* WHAT YOU HAVE TO DO
Only the lines from the line containing "Point to the utility pole." to the end of the entries should be repeated, exactly as they appear.

* Source records
※ ※ ※

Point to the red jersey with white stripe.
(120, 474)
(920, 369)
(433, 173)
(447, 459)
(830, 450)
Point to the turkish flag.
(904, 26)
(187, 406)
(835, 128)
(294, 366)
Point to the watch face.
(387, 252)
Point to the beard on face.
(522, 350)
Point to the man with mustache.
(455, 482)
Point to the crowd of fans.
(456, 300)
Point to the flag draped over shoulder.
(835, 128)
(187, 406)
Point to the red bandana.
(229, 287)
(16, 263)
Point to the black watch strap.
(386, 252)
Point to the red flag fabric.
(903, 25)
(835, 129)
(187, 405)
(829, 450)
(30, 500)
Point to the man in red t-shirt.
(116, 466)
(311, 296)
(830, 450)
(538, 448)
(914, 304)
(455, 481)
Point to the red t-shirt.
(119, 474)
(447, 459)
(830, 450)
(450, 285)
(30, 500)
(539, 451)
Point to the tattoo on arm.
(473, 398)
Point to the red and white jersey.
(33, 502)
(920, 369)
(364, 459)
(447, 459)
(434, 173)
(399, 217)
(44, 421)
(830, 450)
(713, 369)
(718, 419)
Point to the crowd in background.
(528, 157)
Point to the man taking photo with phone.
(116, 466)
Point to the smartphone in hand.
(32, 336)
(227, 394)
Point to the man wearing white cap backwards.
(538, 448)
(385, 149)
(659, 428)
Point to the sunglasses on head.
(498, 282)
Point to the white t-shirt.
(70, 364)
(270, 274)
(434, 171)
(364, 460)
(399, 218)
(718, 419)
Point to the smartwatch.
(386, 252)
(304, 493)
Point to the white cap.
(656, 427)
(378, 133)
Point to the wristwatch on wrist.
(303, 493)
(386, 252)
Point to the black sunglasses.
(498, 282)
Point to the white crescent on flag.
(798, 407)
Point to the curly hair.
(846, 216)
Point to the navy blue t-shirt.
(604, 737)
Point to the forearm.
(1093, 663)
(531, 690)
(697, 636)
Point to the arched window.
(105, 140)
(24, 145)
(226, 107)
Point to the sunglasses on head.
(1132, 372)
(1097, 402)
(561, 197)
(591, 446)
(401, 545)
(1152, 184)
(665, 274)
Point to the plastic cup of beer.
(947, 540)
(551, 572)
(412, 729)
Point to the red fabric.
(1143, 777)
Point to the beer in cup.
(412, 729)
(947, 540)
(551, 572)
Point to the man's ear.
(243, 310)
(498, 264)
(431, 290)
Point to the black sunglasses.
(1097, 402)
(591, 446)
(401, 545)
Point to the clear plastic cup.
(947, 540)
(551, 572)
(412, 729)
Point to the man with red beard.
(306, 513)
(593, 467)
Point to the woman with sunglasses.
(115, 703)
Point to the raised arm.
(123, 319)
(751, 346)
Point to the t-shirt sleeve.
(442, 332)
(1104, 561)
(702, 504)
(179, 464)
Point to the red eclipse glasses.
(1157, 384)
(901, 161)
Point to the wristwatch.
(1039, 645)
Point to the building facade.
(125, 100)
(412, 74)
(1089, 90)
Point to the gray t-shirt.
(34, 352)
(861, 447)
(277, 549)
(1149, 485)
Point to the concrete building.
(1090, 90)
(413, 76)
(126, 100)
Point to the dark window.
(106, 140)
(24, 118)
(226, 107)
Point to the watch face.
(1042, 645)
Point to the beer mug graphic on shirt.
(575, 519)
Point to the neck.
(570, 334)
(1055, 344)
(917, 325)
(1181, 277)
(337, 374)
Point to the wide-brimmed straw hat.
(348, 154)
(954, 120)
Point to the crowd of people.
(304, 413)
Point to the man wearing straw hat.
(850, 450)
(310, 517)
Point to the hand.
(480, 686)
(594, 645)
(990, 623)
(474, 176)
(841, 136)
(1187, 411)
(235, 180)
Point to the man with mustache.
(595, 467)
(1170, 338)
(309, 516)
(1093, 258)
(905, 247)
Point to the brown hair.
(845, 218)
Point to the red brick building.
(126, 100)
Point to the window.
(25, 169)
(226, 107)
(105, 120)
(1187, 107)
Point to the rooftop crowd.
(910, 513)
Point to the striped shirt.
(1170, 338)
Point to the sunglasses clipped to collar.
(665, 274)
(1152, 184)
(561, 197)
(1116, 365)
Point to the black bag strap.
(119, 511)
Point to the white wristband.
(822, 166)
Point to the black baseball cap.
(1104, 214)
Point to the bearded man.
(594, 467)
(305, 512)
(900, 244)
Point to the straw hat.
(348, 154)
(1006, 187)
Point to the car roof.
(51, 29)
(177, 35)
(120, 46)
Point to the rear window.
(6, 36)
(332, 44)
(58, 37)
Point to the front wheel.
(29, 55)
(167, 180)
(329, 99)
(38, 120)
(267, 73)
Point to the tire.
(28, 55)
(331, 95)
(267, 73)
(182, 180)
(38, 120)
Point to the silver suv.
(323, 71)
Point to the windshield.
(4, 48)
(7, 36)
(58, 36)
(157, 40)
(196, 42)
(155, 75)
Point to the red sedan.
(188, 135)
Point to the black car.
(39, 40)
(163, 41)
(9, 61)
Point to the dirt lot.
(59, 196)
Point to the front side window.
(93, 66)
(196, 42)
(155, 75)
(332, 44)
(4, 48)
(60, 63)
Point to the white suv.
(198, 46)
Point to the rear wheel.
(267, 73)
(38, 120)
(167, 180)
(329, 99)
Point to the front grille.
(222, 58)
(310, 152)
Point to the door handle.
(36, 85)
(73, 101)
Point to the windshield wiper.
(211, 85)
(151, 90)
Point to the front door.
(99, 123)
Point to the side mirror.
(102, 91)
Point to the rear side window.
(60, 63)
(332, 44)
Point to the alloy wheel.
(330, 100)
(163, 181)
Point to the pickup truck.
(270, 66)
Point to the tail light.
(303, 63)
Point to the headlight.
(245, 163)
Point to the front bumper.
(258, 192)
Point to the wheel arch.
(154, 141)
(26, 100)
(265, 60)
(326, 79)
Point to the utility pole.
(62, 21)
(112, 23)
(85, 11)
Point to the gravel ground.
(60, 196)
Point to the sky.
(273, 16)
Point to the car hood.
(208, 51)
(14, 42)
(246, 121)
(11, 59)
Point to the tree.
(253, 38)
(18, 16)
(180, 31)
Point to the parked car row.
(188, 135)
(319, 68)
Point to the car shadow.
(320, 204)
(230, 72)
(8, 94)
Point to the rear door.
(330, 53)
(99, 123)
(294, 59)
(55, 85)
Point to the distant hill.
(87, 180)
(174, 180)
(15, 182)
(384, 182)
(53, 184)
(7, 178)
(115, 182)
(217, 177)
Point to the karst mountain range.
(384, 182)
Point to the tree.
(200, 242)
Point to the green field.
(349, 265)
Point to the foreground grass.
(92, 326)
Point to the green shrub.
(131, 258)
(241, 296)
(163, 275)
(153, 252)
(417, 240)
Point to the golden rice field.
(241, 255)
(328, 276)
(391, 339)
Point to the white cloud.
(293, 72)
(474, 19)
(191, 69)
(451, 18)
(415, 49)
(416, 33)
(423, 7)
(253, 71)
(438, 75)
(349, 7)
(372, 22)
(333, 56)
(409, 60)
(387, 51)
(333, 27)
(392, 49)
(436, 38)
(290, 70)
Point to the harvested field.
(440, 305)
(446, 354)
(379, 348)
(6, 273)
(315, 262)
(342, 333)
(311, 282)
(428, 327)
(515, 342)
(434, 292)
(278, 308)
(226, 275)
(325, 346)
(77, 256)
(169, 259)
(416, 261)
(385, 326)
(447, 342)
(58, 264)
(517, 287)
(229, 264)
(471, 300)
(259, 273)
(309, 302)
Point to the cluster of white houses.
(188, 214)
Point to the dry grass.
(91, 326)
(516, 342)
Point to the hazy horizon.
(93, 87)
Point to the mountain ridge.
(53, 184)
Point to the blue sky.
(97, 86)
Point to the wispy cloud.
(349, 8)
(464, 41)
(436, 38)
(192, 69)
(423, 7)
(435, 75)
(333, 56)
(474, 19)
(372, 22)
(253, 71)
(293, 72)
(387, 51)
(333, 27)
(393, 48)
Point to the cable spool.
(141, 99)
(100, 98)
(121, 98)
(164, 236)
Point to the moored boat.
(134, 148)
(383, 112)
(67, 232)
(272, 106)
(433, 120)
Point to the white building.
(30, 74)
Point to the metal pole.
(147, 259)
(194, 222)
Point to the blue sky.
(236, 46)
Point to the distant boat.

※ ※ ※

* ANSWER TO THIS EXERCISE
Point to the utility pole.
(62, 21)
(112, 23)
(85, 11)
Point to the gravel ground.
(60, 196)
Point to the sky.
(273, 16)
Point to the car hood.
(208, 51)
(14, 42)
(246, 121)
(11, 59)
Point to the tree.
(253, 38)
(18, 16)
(180, 31)
Point to the parked car row.
(188, 135)
(319, 68)
Point to the car shadow.
(320, 204)
(230, 72)
(8, 94)
Point to the rear door.
(330, 53)
(99, 123)
(294, 59)
(55, 85)
Point to the distant hill.
(87, 180)
(174, 180)
(15, 182)
(384, 182)
(53, 184)
(7, 178)
(115, 182)
(217, 177)
Point to the karst mountain range.
(384, 182)
Point to the tree.
(200, 242)
Point to the green field.
(349, 265)
Point to the foreground grass.
(92, 326)
Point to the green shrub.
(131, 258)
(241, 296)
(163, 275)
(153, 252)
(417, 240)
Point to the golden rice field.
(241, 255)
(328, 276)
(391, 339)
Point to the white cloud.
(293, 72)
(474, 19)
(191, 69)
(451, 18)
(415, 49)
(416, 33)
(423, 7)
(253, 71)
(438, 75)
(349, 7)
(372, 22)
(333, 56)
(409, 60)
(387, 51)
(333, 27)
(392, 49)
(436, 38)
(290, 70)
Point to the harvested field.
(440, 305)
(446, 354)
(379, 348)
(6, 273)
(315, 262)
(342, 333)
(311, 282)
(428, 327)
(515, 342)
(434, 292)
(278, 308)
(226, 275)
(325, 346)
(77, 256)
(169, 259)
(416, 261)
(385, 326)
(447, 342)
(58, 264)
(517, 287)
(229, 264)
(471, 300)
(259, 273)
(309, 302)
Point to the cluster of white houses.
(188, 214)
Point to the dry grass.
(91, 326)
(516, 342)
Point to the hazy horizon.
(93, 87)
Point to the mountain ridge.
(53, 184)
Point to the blue sky.
(97, 86)
Point to the wispy cloud.
(349, 8)
(464, 41)
(436, 38)
(192, 69)
(423, 7)
(435, 75)
(333, 56)
(474, 19)
(372, 22)
(253, 71)
(293, 72)
(387, 51)
(333, 27)
(393, 48)
Point to the cable spool.
(141, 99)
(100, 98)
(121, 98)
(164, 236)
Point to the moored boat.
(134, 148)
(383, 112)
(67, 232)
(272, 106)
(433, 120)
Point to the white building.
(30, 74)
Point to the metal pole.
(147, 259)
(194, 222)
Point to the blue sky.
(236, 46)
Point to the distant boat.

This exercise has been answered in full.